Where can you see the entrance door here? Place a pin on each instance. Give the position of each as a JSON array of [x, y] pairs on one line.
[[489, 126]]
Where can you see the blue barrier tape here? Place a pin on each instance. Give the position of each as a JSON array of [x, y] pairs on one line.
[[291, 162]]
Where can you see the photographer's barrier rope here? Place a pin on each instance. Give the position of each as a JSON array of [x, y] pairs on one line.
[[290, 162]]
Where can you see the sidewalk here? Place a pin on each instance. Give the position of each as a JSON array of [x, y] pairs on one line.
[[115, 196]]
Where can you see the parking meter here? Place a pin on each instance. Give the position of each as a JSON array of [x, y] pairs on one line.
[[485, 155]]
- - - - - - -
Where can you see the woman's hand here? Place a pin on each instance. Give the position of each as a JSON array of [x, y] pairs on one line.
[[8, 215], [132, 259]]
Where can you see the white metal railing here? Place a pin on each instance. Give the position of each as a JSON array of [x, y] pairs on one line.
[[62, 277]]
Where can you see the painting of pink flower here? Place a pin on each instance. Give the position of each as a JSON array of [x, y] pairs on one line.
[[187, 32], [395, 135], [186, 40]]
- - - - - - -
* WHAT THE TASK ASKS: Render the data as a Markdown table with columns Row and Entry, starting at the line that contains "Where can you see the photographer's" and stopping after the line that contains "[[485, 155]]". Number each line and leave out blank lines.

* SOLUTION BELOW:
| Row | Entry |
|---|---|
| 1 | Where can you see the photographer's barrier rope here? Place a pin on each instance. Give the position of each as a JSON array of [x, y] pairs on one line. |
| 2 | [[290, 162]] |
| 3 | Where can you see the sidewalk here? Place a pin on each instance. Give the position of each as a JSON array of [x, y] pairs on one line. |
| 4 | [[115, 196]] |
| 5 | Where can you see the parking meter here? Place a pin on each instance. Give the position of each as a JSON array of [x, y] pairs on one line. |
| 6 | [[485, 155]] |